PROBLEM DESCRIPTION =>
In the entries that follow, identify the line containing "Where might I find the house with red" and return it together with all later lines, exactly as they appear.

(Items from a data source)

-*-

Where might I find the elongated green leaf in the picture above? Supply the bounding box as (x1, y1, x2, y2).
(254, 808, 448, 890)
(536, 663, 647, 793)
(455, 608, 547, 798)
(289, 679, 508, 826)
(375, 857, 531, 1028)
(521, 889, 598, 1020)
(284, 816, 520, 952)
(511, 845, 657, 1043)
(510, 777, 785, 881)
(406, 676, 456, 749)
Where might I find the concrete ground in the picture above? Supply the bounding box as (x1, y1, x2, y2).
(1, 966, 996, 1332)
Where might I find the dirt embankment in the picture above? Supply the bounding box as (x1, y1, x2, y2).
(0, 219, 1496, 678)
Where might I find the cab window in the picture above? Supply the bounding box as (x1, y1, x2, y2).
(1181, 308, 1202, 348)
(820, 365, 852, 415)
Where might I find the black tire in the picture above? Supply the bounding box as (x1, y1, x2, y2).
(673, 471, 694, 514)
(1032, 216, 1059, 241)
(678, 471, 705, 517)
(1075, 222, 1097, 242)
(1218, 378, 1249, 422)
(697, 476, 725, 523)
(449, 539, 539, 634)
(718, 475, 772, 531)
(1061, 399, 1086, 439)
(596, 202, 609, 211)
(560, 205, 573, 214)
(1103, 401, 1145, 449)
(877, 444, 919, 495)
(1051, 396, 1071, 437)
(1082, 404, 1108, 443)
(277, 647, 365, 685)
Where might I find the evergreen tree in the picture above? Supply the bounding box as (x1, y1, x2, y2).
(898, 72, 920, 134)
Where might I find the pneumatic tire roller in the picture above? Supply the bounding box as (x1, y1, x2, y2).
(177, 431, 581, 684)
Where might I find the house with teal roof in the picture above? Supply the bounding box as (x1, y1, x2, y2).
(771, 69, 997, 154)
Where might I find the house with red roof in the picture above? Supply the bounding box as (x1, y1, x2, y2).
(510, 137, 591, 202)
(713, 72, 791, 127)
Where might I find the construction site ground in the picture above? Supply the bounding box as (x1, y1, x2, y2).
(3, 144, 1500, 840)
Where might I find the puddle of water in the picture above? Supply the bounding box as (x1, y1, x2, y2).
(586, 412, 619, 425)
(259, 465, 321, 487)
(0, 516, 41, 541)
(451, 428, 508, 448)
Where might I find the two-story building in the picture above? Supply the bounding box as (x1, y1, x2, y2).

-*-

RESPONSE TO THE EXERCISE =>
Where might I find the house with red roof in the picture above? Supply the bounding box as (x1, y1, x2, y2).
(510, 137, 591, 202)
(713, 72, 791, 127)
Where might I find the construction site ground in the picture above? Supply the bounding box as (x1, y1, x2, y2).
(3, 144, 1500, 840)
Where might I find the puddle of water in the picture above? Supply the bounding box as (x1, y1, x2, y2).
(586, 412, 619, 425)
(259, 465, 321, 487)
(0, 516, 41, 541)
(451, 428, 508, 448)
Where might I find the two-story building in the picture above? Supply the bounding box as (x1, y1, x2, y2).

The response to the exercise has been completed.